Work instructions
Repeat every one of the rows below word for word, but leave the pictures out.
═════ Records for this exercise
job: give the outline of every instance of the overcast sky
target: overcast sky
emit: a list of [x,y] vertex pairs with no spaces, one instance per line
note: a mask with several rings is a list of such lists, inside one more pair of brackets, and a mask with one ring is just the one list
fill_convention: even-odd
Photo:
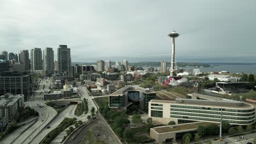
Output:
[[[0,50],[71,49],[73,62],[256,62],[256,1],[0,1]],[[55,57],[57,59],[57,57]]]

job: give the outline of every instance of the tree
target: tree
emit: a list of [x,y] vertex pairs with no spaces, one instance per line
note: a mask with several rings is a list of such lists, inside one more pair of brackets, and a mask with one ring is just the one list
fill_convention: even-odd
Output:
[[91,116],[88,115],[88,116],[87,116],[87,119],[88,119],[88,120],[89,120],[90,118],[91,118]]
[[136,84],[136,85],[138,84],[139,83],[138,79],[137,79],[137,78],[134,79],[133,83]]
[[190,139],[189,138],[189,136],[187,136],[185,140],[185,144],[189,144],[190,143]]
[[94,107],[91,107],[91,112],[94,113],[95,111],[95,108]]
[[149,117],[147,119],[147,123],[153,123],[153,119],[151,117]]
[[193,137],[192,136],[192,135],[190,133],[186,133],[183,136],[182,136],[182,140],[184,142],[186,142],[186,140],[187,140],[187,138],[188,137],[189,139],[189,142],[190,142],[190,140],[191,140]]
[[207,143],[207,144],[212,144],[212,140],[211,139],[208,139],[206,142]]
[[227,133],[229,131],[229,129],[230,128],[230,124],[226,122],[223,121],[222,123],[222,131],[223,133]]
[[78,127],[78,123],[74,123],[74,125],[75,125],[75,128],[77,128],[77,127]]
[[234,134],[236,133],[236,130],[235,127],[231,127],[229,130],[229,134]]
[[176,124],[174,121],[171,121],[168,123],[168,125],[174,125],[174,124]]
[[195,134],[195,139],[196,141],[200,141],[201,140],[201,135],[199,135],[197,133]]
[[253,74],[249,74],[248,76],[248,81],[249,82],[254,82],[254,76]]
[[115,134],[117,134],[119,136],[123,137],[123,134],[124,133],[124,130],[121,128],[118,128],[115,129]]
[[247,125],[247,127],[246,127],[246,130],[248,131],[252,130],[252,124]]
[[240,132],[240,133],[243,132],[243,127],[242,127],[241,125],[239,125],[239,126],[237,127],[237,130],[238,130],[238,131]]
[[78,124],[81,125],[83,123],[82,121],[78,121]]
[[142,119],[141,119],[139,115],[134,114],[132,115],[132,122],[135,124],[139,124],[142,122]]
[[131,140],[133,137],[133,133],[130,129],[125,129],[123,134],[123,137],[126,141]]

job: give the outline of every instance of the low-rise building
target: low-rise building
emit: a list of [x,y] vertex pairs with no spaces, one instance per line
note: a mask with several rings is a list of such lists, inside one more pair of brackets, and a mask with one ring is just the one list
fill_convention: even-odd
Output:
══════════
Exercise solution
job: give the outline of every instance of the overcast sky
target: overcast sky
emit: a list of [x,y] vertex pairs with no spaces, one instance per line
note: a mask with several rings is a list of such lists, inside one more pair of brackets, and a mask with one ring is just the one list
fill_convention: even-odd
Photo:
Output:
[[[0,50],[71,49],[73,62],[256,62],[256,1],[0,1]],[[55,57],[57,59],[57,57]]]

job: give the outline of every instance of the tree
target: tree
emit: a list of [x,y] vertex pairs with no spaces, one instance per line
note: a mask with several rings is a list of such lists, inside one more pair of brackets, and a mask with one ring is just the one list
fill_convention: even-odd
Output:
[[91,116],[88,115],[88,116],[87,116],[87,119],[88,119],[88,120],[89,120],[90,118],[91,118]]
[[136,84],[136,85],[138,84],[139,83],[138,79],[137,79],[137,78],[134,79],[133,83]]
[[190,139],[189,138],[189,136],[187,136],[185,140],[185,144],[189,144],[190,143]]
[[94,107],[91,107],[91,112],[94,113],[95,111],[95,108]]
[[149,117],[147,119],[147,123],[153,123],[153,119],[151,117]]
[[193,137],[192,136],[192,135],[190,133],[186,133],[183,136],[182,136],[182,140],[184,142],[186,142],[186,140],[187,140],[187,138],[188,137],[189,139],[189,142],[190,142],[190,140],[191,140]]
[[207,143],[207,144],[212,144],[212,140],[211,139],[208,139],[206,142]]
[[227,133],[229,131],[229,129],[230,128],[230,124],[226,122],[223,121],[222,123],[222,131],[223,133]]
[[78,127],[78,123],[74,123],[74,125],[75,125],[75,128],[77,128],[77,127]]
[[234,134],[236,133],[236,130],[235,127],[231,127],[229,130],[229,134]]
[[176,124],[174,121],[171,121],[168,123],[168,125],[174,125],[174,124]]
[[195,134],[195,139],[196,141],[200,141],[201,140],[201,135],[199,135],[197,133]]
[[253,74],[249,74],[248,76],[248,81],[249,82],[254,82],[254,76]]
[[115,134],[117,134],[119,136],[123,137],[123,134],[124,133],[124,130],[121,128],[118,128],[115,129]]
[[247,125],[247,127],[246,127],[246,130],[248,131],[252,130],[252,124]]
[[240,132],[240,133],[243,132],[243,127],[242,127],[241,125],[239,125],[239,126],[237,127],[237,130],[238,130],[238,131]]
[[78,124],[81,125],[83,123],[82,121],[78,121]]
[[142,119],[141,119],[139,115],[134,114],[132,115],[132,122],[135,124],[139,124],[142,122]]
[[131,140],[133,137],[133,133],[130,129],[125,129],[123,134],[123,137],[126,141]]

job: give the outline of every instance of the low-rise building
target: low-rise building
emit: a list of [x,y] vertex pairs with no spaces, one instance per line
note: a mask with several rings is a list of such lists, inside one more pair of brackets, and a mask with one ring is just the one list
fill_convention: even-odd
Output:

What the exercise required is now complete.